**Given exercise**
Count how many lines of the material below contain the word "target", with case taken into account. Reply with the number alone.

**Supplied data**
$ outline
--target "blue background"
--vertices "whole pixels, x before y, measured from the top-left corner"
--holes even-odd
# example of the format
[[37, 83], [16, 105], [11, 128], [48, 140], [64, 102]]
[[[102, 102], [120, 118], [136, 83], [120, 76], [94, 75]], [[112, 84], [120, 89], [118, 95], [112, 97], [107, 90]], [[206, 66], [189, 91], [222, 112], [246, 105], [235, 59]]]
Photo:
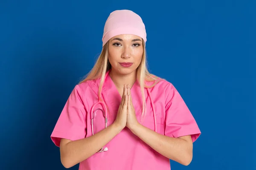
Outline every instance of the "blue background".
[[142, 17], [150, 70], [202, 133], [191, 164], [172, 170], [255, 169], [255, 0], [86, 1], [0, 2], [0, 169], [64, 169], [50, 135], [120, 9]]

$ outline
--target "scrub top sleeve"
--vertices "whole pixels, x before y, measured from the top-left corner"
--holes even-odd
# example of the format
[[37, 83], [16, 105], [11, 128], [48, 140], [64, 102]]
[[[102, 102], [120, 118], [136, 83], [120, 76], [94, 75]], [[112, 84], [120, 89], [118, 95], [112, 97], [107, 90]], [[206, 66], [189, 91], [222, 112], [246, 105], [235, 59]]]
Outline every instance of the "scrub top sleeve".
[[191, 135], [194, 142], [201, 134], [194, 117], [172, 84], [168, 85], [165, 94], [165, 135], [175, 138]]
[[74, 141], [85, 137], [86, 114], [81, 90], [76, 85], [70, 94], [51, 135], [52, 140], [56, 146], [60, 147], [62, 138]]

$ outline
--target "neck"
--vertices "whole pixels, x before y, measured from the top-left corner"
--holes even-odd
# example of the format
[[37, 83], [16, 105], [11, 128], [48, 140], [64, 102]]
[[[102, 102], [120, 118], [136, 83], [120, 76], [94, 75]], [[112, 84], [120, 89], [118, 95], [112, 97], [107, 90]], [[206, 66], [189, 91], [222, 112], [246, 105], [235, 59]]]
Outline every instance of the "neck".
[[109, 76], [116, 87], [118, 88], [123, 88], [124, 84], [129, 84], [131, 87], [136, 81], [136, 71], [129, 74], [119, 74], [111, 70]]

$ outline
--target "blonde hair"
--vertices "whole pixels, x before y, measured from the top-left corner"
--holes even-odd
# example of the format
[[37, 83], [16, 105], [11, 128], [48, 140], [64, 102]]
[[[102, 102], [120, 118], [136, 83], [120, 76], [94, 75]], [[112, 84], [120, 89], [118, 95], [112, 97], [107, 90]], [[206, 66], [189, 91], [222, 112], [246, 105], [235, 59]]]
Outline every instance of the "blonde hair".
[[[154, 87], [160, 80], [163, 79], [149, 73], [148, 69], [147, 62], [146, 59], [146, 51], [145, 42], [143, 39], [143, 52], [140, 64], [137, 68], [137, 79], [140, 87], [142, 95], [143, 109], [141, 121], [145, 116], [146, 110], [146, 102], [144, 94], [144, 88], [151, 88]], [[102, 52], [98, 58], [95, 64], [90, 71], [85, 76], [83, 79], [79, 84], [88, 80], [95, 80], [100, 78], [100, 82], [99, 88], [98, 96], [100, 101], [105, 102], [101, 98], [101, 94], [106, 73], [111, 68], [111, 65], [108, 61], [108, 46], [109, 41], [103, 47]], [[154, 82], [150, 86], [145, 83], [146, 82]]]

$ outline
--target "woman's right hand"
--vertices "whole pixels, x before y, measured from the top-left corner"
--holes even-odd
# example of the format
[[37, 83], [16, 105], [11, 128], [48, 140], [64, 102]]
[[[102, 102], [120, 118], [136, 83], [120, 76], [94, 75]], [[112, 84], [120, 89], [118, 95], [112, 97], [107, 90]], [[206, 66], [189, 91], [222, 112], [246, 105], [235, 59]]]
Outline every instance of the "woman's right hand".
[[120, 130], [122, 130], [126, 126], [128, 103], [127, 87], [127, 85], [124, 85], [121, 103], [118, 108], [116, 118], [113, 123], [119, 128], [120, 128]]

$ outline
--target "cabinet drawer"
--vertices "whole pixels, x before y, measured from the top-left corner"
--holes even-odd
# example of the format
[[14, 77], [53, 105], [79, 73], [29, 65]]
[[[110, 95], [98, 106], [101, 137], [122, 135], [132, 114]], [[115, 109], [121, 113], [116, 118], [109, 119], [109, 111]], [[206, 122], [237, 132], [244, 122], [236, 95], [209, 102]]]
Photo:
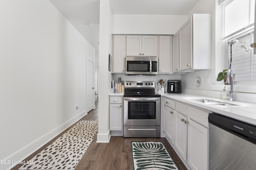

**Written solution**
6